ASSIGNMENT AND JOINDER

EX-10.6 7 a10-15695_1ex10d6.htm EX-10.6

Exhibit 10.6

 

ASSIGNMENT AND JOINDER

 

This ASSIGNMENT AND JOINDER (“Agreement”) is dated April 14, 2010 by and among the Assignors listed on the signature page hereto (“Assignors”) and the Assignees listed on the signature page hereto (“Assignees”).

 

RECITAL

 

WHEREAS, pursuant to Stock Purchase Agreements dated as of April 12, 2010 among the parties hereto (the “Purchase Agreements”), Assignors have agreed to sell to Assignees, and Assignees have agreed to purchase, shares of Series C Convertible Preferred Stock (the “Transferred Shares”) of Image Entertainment, Inc. (the “Company”).

 

WHEREAS, in connection with the purchase and sale of the Transferred Shares, Assignors have agreed to assign to Assignees certain rights under the Registration Rights Agreement dated January 8, 2010 among the Company, Assignors and JH Partners, LLC, as Investor Representative (the “Registration Rights Agreement”), and Assignees have agreed to assume certain obligations thereunder.

 

AGREEMENT

 

ACCORDINGLY, the parties agree as follows:

 

SECTION 1.  Assignment of Registration Rights.  In accordance with Section 11(d) of the Registration Rights Agreement, Assignors assign, transfer and convey to Assignees as of the date hereof their rights under the Registration Rights Agreement pertaining to the Transferred Shares such that the shares of the Company’s common stock issuable upon conversion of such Transferred Shares shall be “Registrable Securities” under the Registration Rights Agreement and Assignees shall be “Investors” thereunder.

::::::::

GIVEN REQUEST 1 → List every calendar date that appears in the assignment and joinder.
GIVEN REQUEST 2 → Print the part of the assignment and joinder that opens with the words containing "WHEREAS, in connection" and closes with "certain obligations thereunder.".
The records are separate material with no connection to the assignment and joinder.

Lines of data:
::::::::

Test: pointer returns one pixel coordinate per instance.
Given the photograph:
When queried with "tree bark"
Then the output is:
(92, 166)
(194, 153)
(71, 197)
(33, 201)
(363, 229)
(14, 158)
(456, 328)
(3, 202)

::::::::

EXPECTED ANSWER 1 → April 14, 2010; April 12, 2010; January 8, 2010

EXPECTED ANSWER 2 →
WHEREAS, in connection with the purchase and sale of the Transferred Shares, Assignors have agreed to assign to Assignees certain rights under the Registration Rights Agreement dated January 8, 2010 among the Company, Assignors and JH Partners, LLC, as Investor Representative (the “Registration Rights Agreement”), and Assignees have agreed to assume certain obligations thereunder.